[[ Input material open ]]

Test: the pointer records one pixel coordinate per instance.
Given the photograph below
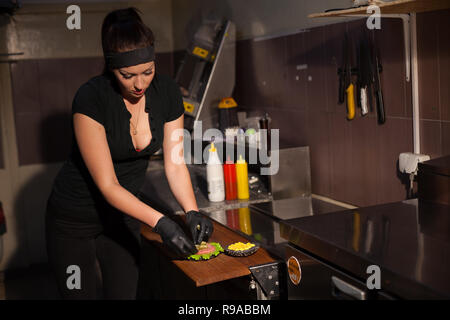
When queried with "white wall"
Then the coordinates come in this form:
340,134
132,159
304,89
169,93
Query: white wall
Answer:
39,30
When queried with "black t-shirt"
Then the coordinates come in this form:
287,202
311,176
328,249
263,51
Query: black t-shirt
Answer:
74,192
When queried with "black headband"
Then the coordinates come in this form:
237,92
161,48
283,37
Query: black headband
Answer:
115,60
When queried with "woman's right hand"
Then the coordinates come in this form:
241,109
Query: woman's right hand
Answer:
173,236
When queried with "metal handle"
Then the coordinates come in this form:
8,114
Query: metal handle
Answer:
347,289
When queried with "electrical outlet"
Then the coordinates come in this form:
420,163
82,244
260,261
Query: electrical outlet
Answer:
408,162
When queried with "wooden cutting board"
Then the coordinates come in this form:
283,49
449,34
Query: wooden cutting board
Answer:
217,269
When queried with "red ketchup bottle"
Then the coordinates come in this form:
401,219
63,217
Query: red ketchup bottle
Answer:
229,173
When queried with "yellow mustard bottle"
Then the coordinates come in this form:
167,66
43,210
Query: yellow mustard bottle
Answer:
242,178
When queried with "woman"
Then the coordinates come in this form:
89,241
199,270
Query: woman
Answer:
120,118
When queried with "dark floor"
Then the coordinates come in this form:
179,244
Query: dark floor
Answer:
36,282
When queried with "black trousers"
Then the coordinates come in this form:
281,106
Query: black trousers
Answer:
87,256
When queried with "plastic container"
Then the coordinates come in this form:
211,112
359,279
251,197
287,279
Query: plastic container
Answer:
229,172
242,178
233,219
214,176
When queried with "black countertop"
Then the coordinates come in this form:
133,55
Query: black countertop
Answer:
409,241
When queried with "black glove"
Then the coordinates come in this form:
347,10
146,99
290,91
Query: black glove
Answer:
173,236
201,227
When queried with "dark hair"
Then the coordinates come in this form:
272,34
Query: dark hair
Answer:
123,30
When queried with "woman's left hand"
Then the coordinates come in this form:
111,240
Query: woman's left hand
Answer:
201,228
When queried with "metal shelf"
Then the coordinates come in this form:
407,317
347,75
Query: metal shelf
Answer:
394,7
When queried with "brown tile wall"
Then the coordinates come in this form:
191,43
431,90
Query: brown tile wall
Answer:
42,95
2,163
352,161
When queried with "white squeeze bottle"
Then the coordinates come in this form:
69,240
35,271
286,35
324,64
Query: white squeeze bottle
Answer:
214,176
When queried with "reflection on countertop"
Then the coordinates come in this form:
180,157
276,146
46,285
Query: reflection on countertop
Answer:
408,240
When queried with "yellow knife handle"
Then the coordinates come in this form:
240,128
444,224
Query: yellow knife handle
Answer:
350,101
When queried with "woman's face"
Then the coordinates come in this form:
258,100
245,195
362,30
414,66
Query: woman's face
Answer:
134,80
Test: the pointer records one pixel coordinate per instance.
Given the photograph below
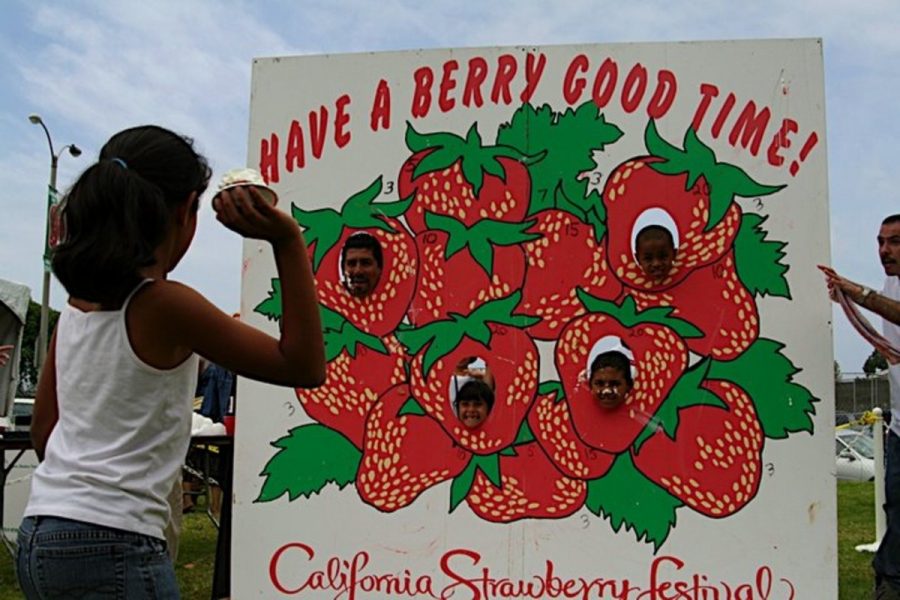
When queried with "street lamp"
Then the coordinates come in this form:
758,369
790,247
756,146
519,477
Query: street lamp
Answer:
51,196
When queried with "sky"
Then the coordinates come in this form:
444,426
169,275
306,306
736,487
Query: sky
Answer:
91,68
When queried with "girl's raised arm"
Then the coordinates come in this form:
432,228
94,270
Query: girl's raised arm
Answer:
296,359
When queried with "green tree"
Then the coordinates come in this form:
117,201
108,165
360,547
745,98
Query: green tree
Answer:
27,367
874,363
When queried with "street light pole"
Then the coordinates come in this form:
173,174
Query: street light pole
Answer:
45,292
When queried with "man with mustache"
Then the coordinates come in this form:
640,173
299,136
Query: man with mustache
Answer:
887,304
361,263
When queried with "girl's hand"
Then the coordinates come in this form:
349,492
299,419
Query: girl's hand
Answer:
244,210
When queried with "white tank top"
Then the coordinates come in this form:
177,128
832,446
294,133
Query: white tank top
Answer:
123,430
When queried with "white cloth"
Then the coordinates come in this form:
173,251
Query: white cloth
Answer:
892,333
123,429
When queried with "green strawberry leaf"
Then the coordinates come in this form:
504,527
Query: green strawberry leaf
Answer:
309,458
480,238
411,407
569,140
766,374
341,335
627,314
270,308
686,392
475,158
626,497
462,483
758,261
524,435
439,338
324,227
552,387
697,160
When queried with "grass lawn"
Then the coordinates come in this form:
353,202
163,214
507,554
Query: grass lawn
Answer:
856,520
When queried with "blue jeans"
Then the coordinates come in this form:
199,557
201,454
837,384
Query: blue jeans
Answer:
887,559
61,558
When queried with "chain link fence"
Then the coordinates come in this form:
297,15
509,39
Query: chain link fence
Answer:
858,392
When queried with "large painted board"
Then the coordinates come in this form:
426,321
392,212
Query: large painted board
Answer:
505,187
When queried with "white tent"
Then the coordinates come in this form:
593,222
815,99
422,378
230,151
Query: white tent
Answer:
14,298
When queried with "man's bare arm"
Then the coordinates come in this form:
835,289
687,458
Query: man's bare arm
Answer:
878,303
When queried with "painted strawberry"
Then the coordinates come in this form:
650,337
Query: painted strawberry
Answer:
403,454
461,178
360,368
493,333
564,257
694,190
551,424
656,341
327,231
464,267
530,487
714,462
717,303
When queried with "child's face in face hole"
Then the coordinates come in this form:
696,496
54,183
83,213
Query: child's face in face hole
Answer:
609,387
655,256
472,412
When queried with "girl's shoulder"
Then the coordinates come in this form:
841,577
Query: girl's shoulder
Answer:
159,318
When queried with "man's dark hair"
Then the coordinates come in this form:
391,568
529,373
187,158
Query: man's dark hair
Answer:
614,359
654,231
364,241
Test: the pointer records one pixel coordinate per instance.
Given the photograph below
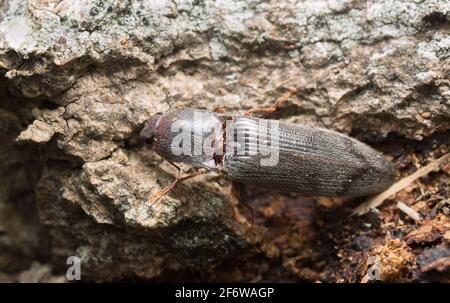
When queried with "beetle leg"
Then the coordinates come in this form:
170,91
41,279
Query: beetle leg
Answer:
236,194
271,109
161,193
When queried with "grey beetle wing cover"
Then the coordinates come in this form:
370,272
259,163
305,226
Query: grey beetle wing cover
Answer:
312,161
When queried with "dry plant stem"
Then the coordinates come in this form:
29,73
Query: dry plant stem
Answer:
409,211
400,185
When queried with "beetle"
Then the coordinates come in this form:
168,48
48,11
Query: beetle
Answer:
309,160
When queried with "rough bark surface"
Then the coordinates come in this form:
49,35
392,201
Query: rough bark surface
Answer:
80,77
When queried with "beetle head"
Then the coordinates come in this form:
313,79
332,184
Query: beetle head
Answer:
149,131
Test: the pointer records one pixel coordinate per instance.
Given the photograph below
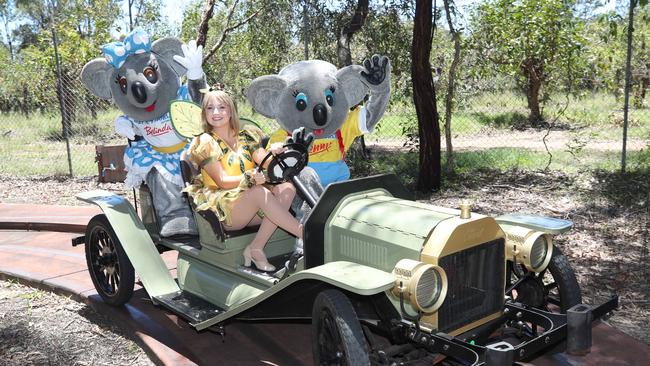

[[ Input material closed ]]

Leave the pictures out. Repeat every entry above exactly.

## Written solution
Test: the pointer records one pixel coordinate per instance.
Given the photograph below
When queried with "white wall"
Then the coordinates come in this form:
340,134
132,159
304,89
169,93
Query: white wall
Answer:
39,30
When queried with "black t-shirt"
Then the coordinates come in this form:
287,202
311,176
328,249
263,51
Query: black t-shirt
Answer:
74,192
When queried with "black headband"
Then the coordinates come in this form:
237,92
161,48
283,37
Query: black headband
Answer:
115,60
When queried with "woman's right hand"
Then the coordinates come in this form:
241,109
Query: woman's right hand
Answer:
173,236
When queried with "metal handle"
Then the coordinates come in this form:
8,114
Query: metal handle
Answer:
347,289
When queried with "electrical outlet"
Then the coordinates come in this form:
420,163
82,244
260,261
Query: electrical outlet
Answer:
408,162
When queried with "wooden cutting board"
Then the coordinates come in this form:
283,49
449,34
Query: wooden cutting board
Answer:
217,269
When queried with "red ketchup bottle"
Then the coordinates come in this form:
401,219
63,217
Query: red ketchup bottle
Answer:
229,173
When queried with "yellow mustard bottle"
Then the coordinates come in this form:
167,66
43,210
Query: yellow mustard bottle
Answer:
242,178
When queried with "woman"
Then the coordinates come in this form:
89,241
199,270
Query: woman
Answer:
120,118
When queried with "dark floor"
Then the coordinates come in this form:
179,244
Query: dark floor
Answer:
36,282
When queried with "black trousers"
Then the coordinates come in this form:
281,106
Query: black trousers
Answer:
87,256
When queried with "plastic container"
Then the coordinates come in this form:
211,112
359,279
251,197
287,279
Query: plastic container
Answer:
229,172
242,178
233,219
214,176
When queried with "black countertop"
Then the coordinates come in this form:
133,55
Query: black countertop
Answer:
409,241
When queried with "black glove"
Then the coordinates come in this form:
347,10
146,99
290,91
Query: black glove
Answer:
173,236
201,227
When queried with "dark hair"
Then the coordinates come in this form:
272,34
Query: dark hair
Answer:
123,30
When queried with "woman's left hand"
Then the coordinates come in this form:
111,240
Query: woman's left hand
Answer:
201,228
When queried with "metal shelf"
Then the coordinates come in this form:
407,317
347,75
Query: metal shelf
Answer:
394,7
When queried with "brown tile wall"
Then the coordinates come in this form:
191,43
431,90
Query: brown tile wall
Answer:
42,95
2,163
352,161
When queried with "white squeeze bottle"
Then the coordinates come in this form:
69,240
35,271
286,35
324,64
Query: white squeeze bottle
Answer:
214,176
When queried with "reflection on countertop"
Then the coordinates come in this form:
180,157
276,146
46,285
Query: reflection on countertop
Answer:
408,240
When queried with "yellow knife handle"
Then the coordinates come in this form:
240,128
444,224
Query: yellow knife handle
Answer:
350,101
When queried with "woman's face"
Then the coordinates come in this form:
258,100
245,195
362,30
414,66
Query: woman's face
Answer:
134,80
Test: the pointer records one pixel coordinate per instance.
Given the photograph below
When queried with "street lamp"
Then the coordinates come in this form:
758,369
790,247
756,146
519,477
Query: street lamp
Answer:
51,196
When queried with "sky"
Then the coordinates come in this form:
444,426
169,275
306,306
736,487
Query: sky
Answer:
91,68
When queried with "girl's raised arm"
Then the coordinates come in this form:
432,228
94,270
Query: girl's raised arm
Answer:
296,359
When queried with "green tree"
Then the coordinates come in this form:
117,201
108,165
360,547
745,98
Query: green tree
Answer:
27,367
874,363
When queried with "street light pole"
Then the coordinates come in this form:
173,174
Query: street light pole
Answer:
45,292
When queried with "man with mustache"
Then the coordinates come in this form:
640,173
299,136
Query: man with mustache
Answer:
887,304
361,263
When queried with "girl's hand"
Then the coordinates come in this form:
349,492
299,419
Query: girl's hand
Answer:
244,210
When queried with "white tank top"
Then the coordinates come in this form:
177,128
832,446
294,133
Query: white tank top
Answer:
123,430
When queried with "white cloth"
Then the coordinates come in this form:
173,251
Query: white cloth
Answer:
892,333
123,429
When queried with "green strawberry leaf"
Then the coordinates come in this form:
504,527
Query: green strawberry leaf
Answer:
309,458
480,238
411,407
569,140
766,374
341,335
627,314
270,308
686,392
475,158
626,497
462,483
758,261
524,435
439,338
324,227
552,387
697,160
When queried with "grass lawn"
Then the coordinates come in this form:
353,202
163,214
507,554
Query: grass lawn
Answer:
856,520
When queried with "blue jeans"
Then the coordinates come in this form:
199,557
201,454
837,384
Query: blue jeans
Answer:
887,559
61,558
When queried with "chain link fence"
Then the coordinates come in this form:
297,15
509,39
Query: chain link fence
Answer:
858,392
When queried with "large painted board"
Then the coordinates come in this form:
426,321
392,212
Query: large painted board
Answer:
505,187
When queried with "white tent"
Then the coordinates come in this form:
593,222
815,99
422,378
230,151
Query: white tent
Answer:
14,298
When queried with "man's bare arm"
Then the coordinates come in this form:
835,289
687,458
Query: man's bare arm
Answer:
878,303
When queried with "painted strawberry"
Then the coordinates come in this form:
650,337
Query: painted strawberry
Answer:
403,454
461,178
360,368
493,333
564,257
694,190
551,424
656,341
327,231
464,267
530,487
714,462
717,303
When queried with "child's face in face hole"
Then the coordinates come in this form:
696,496
54,183
83,213
Query: child's face in face hole
Answer:
609,387
655,256
472,412
When queried with "girl's shoulder"
Then the coordinates come in this form:
841,577
Query: girl's shoulder
Answer:
159,318
When queried with "man's dark hair"
Then the coordinates come in this form:
391,568
529,373
187,158
Query: man's dark hair
Answer:
614,359
654,231
364,241
Test: the pointer records one pixel coordinate per instance.
Given the photograph below
When queried with "beetle leg"
Then the coordinates come in this form:
170,91
41,279
Query: beetle leg
Answer:
236,194
271,109
161,193
When queried with "grey beetle wing cover"
Then the coordinates come in this form:
370,272
259,163
305,226
Query: grey beetle wing cover
Answer:
312,161
When queried with "dry plant stem"
Then the coordinates come in this form:
29,73
Query: dry plant stem
Answer:
409,211
400,185
When queried with "beetle"
Then the coordinates come in this form:
168,48
48,11
Query: beetle
Answer:
309,160
When queried with "rough bark surface"
Then the coordinates come in this form:
49,35
392,201
Query: rough bark surface
Answer:
80,77
When queried with "beetle head"
Then the coordinates come in this form:
313,79
332,184
Query: beetle head
Answer:
149,131
Test: the pointer records one pixel coordinate per instance.
Given the photograph below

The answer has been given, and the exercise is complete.